» Items:
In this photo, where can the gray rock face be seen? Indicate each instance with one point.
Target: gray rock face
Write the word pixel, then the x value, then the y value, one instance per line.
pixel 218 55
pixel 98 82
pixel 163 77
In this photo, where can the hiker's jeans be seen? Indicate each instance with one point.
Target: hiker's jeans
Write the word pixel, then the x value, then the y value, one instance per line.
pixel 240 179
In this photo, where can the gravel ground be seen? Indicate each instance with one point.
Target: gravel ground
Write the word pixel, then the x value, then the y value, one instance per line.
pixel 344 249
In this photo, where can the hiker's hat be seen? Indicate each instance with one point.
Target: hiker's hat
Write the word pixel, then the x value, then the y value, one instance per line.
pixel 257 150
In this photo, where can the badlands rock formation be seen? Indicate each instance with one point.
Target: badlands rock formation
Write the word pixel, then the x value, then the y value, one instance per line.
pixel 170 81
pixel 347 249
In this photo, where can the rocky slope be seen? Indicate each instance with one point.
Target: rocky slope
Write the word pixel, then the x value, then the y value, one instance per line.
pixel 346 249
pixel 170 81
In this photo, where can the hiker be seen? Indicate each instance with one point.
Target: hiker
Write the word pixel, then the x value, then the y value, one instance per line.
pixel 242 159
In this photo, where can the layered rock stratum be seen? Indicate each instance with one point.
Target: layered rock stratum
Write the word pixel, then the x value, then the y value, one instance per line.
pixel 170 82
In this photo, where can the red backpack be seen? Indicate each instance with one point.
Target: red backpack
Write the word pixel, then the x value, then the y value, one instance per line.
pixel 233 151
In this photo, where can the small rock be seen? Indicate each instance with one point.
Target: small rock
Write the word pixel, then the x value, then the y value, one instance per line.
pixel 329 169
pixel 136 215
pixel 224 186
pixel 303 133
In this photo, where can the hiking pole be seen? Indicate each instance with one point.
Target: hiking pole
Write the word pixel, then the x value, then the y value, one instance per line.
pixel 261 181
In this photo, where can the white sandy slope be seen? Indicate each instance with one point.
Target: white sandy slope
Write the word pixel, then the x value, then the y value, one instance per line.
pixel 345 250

» Given request:
Copy all of the lines above without any changes.

» Exercise response:
In this photo, where can the gray rock face be seen? Indicate each instance with one point.
Target: gray rock face
Write the word pixel, then the x value, then the y value, one instance per line.
pixel 218 55
pixel 98 82
pixel 163 77
In this photo, where can the hiker's jeans be seen? Indicate each instance with one point.
Target: hiker's jeans
Write the word pixel, then the x value, then the y value, one instance per line.
pixel 240 179
In this photo, where can the gravel ground be seen? Indicate each instance with one point.
Target: gravel ground
Write the word pixel, then the x value, then the y value, one instance per line.
pixel 344 249
In this photo, where can the hiker's hat be seen? Indicate each instance with one point.
Target: hiker's hat
Write the word pixel, then the x value, then the y value, one instance per line.
pixel 257 150
In this photo, where can the badlands rock formation be seen? Indicate each instance with one point.
Target: badlands rock formation
Write the word pixel, then the x value, then the y value, one instance per line.
pixel 170 81
pixel 347 249
In this photo, where can the rocky slope be seen? Indicate each instance with one point.
Target: rocky slope
Write the word pixel, then the x value, then the y value, one instance per line.
pixel 346 249
pixel 170 81
In this photo, where can the hiker be seen? Indicate each instance with one point.
Target: hiker
Write the word pixel, then the x value, then the y value, one instance per line.
pixel 242 159
In this photo, where can the layered rock stratum be seen? Indicate each instance with one point.
Target: layered rock stratum
Write the word pixel, then the x value, then the y value, one instance per line.
pixel 170 82
In this photo, where can the red backpack be seen? Indicate each instance with one point.
Target: red backpack
Write the word pixel, then the x value, then the y value, one instance per line.
pixel 233 151
In this photo, where can the small rock be seen? Indicate each instance with one point.
Target: small rock
Write the word pixel, then the x value, then the y value, one instance per line.
pixel 329 169
pixel 136 215
pixel 224 186
pixel 303 133
In this photo, where can the hiking pole be seen? Indicate each instance with one point.
Target: hiking pole
Write the word pixel, then the x value, then the y value, one instance per line.
pixel 261 181
In this photo, where can the white sandy slope be seen? Indicate each instance with one point.
Target: white sandy slope
Write the word pixel, then the x value, then the y value, one instance per line.
pixel 345 250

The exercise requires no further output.